> [Task details]:
Having located "Target: steel crop auger" in the records below, repeat exactly the line it is on and all subsequent lines, ending with the last.

Data extracts below:

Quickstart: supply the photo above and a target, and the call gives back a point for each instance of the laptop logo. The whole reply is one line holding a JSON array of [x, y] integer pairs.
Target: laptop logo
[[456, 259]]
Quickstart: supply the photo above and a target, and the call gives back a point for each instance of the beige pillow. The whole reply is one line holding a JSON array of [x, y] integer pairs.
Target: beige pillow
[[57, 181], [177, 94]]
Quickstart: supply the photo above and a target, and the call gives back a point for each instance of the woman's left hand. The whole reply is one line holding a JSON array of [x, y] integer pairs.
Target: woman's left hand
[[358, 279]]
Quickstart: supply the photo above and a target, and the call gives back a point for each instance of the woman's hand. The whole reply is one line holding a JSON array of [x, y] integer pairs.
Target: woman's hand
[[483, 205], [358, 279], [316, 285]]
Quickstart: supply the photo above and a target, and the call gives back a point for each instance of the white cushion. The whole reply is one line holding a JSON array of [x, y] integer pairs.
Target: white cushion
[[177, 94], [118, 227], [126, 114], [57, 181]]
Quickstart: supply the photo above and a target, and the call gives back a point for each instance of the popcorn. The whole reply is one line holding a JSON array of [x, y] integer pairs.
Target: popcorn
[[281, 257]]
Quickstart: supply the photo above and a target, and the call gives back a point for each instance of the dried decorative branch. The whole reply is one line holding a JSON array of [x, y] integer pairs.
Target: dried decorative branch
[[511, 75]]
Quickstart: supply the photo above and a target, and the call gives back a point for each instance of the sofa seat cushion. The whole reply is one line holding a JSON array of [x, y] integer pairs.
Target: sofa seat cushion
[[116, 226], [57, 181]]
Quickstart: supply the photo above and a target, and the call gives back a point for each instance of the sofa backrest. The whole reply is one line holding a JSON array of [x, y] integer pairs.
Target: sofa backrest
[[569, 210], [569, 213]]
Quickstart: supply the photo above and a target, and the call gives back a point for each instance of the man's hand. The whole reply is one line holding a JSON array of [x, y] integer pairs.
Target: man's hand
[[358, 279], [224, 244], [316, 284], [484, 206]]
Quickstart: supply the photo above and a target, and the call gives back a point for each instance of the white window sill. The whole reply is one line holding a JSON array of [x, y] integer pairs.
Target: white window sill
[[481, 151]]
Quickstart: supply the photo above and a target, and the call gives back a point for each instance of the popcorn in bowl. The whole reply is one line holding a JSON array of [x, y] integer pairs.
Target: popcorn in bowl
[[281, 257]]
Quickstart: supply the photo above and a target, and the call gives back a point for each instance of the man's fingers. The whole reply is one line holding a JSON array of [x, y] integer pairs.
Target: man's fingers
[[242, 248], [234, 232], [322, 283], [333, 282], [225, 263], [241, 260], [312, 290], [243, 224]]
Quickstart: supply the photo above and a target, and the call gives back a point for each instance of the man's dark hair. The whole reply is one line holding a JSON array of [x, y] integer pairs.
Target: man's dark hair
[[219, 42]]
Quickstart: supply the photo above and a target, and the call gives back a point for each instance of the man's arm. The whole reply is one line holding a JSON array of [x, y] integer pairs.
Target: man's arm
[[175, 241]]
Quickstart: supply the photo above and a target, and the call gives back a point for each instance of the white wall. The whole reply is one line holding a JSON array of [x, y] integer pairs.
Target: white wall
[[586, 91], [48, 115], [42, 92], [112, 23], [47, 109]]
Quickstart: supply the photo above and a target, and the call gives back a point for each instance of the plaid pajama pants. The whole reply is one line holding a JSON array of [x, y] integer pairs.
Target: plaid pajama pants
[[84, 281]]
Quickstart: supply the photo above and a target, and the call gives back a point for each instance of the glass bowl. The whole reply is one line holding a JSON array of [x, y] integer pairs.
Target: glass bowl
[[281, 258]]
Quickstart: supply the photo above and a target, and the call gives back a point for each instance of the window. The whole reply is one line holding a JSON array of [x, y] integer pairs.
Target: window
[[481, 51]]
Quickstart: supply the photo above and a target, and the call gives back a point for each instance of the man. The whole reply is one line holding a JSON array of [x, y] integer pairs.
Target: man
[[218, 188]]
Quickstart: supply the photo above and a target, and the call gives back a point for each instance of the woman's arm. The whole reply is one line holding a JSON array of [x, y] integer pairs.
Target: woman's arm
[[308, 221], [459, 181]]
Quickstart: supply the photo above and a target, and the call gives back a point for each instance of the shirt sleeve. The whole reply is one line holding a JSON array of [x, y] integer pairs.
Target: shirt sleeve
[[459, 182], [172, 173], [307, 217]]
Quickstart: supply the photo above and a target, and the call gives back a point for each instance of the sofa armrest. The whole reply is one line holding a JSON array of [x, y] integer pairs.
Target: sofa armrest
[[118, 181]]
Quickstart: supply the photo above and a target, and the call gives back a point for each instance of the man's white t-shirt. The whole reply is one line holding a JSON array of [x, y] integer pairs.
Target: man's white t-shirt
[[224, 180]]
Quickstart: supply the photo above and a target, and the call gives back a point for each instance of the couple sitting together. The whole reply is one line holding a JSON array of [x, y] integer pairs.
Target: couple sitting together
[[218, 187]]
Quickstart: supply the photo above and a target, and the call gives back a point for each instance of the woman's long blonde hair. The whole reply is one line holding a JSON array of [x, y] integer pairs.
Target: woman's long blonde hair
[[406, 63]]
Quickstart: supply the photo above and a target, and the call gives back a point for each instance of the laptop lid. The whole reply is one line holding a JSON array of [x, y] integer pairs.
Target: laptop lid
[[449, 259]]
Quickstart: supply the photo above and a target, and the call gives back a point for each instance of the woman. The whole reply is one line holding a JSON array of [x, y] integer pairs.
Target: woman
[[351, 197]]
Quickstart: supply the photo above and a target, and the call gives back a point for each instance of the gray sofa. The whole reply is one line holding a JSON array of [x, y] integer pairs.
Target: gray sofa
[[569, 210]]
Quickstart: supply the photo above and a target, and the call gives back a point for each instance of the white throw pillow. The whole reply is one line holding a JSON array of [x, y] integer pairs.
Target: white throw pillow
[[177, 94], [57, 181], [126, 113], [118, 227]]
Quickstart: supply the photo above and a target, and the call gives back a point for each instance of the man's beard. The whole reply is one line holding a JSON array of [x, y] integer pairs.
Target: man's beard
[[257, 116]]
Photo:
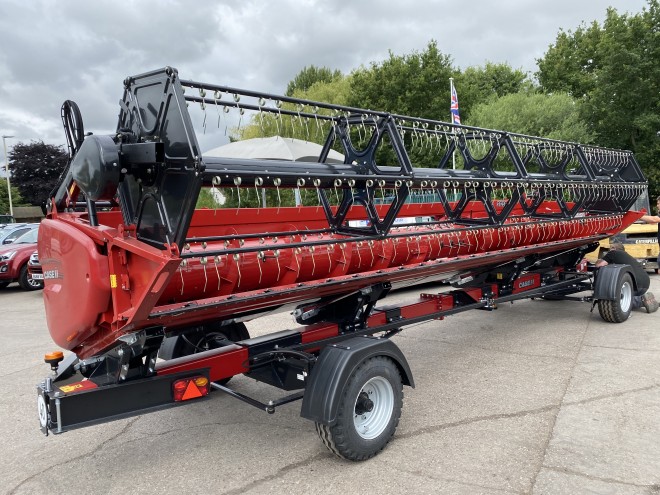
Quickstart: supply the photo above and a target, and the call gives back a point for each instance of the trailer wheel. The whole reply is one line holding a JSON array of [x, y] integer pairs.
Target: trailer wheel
[[199, 340], [618, 310], [368, 412]]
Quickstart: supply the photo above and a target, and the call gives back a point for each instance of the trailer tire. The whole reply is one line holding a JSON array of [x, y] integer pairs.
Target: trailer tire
[[369, 411], [198, 340], [618, 310]]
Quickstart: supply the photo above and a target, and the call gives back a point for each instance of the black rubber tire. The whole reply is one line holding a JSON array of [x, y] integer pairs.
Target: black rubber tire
[[618, 310], [198, 340], [343, 438], [26, 282]]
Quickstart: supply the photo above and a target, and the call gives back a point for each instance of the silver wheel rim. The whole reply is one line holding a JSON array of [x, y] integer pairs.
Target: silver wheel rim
[[370, 424], [625, 298]]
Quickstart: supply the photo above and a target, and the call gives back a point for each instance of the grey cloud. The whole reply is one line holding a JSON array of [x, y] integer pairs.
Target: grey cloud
[[83, 50]]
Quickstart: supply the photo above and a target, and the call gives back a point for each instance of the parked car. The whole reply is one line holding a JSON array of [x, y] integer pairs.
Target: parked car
[[14, 259], [34, 268], [6, 219], [12, 232]]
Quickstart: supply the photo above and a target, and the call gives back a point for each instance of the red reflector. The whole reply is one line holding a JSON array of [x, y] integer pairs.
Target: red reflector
[[190, 388]]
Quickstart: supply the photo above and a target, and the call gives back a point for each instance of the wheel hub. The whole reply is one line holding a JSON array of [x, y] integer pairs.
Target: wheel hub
[[373, 408], [363, 404]]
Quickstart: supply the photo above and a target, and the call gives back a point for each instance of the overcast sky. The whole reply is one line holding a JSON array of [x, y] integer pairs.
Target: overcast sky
[[82, 50]]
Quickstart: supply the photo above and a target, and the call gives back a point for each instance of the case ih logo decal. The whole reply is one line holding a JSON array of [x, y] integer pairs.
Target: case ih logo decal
[[51, 274], [526, 283]]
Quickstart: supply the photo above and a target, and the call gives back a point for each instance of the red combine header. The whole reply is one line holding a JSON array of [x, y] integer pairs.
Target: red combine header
[[134, 272]]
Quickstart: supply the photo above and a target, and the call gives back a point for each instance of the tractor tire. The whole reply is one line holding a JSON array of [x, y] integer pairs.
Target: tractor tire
[[368, 412], [618, 310]]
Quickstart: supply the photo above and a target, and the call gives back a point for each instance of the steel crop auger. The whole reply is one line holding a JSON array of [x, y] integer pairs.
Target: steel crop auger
[[499, 216]]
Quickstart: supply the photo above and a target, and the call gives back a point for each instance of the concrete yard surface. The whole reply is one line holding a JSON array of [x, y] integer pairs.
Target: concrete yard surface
[[537, 397]]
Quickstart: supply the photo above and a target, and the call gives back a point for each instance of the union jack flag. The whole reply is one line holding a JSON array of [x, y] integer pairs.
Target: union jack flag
[[455, 117]]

End of Data extracts.

> [Exercise solution]:
Target: steel crop auger
[[499, 216]]
Quickstart: supply the photo above and a target, and the call gives back a point for each instance of the concrete yard surface. The whole reply is one line holding a JSON array of [x, y] integer pairs.
Target: concrete yard surface
[[537, 397]]
Quickstart: supply the photo above and a target, and the call gives back a point for each instance of the union jack flag. The whole reply is one line holding a JSON array of [x, y] integer pairs.
Target: union jack flag
[[455, 117]]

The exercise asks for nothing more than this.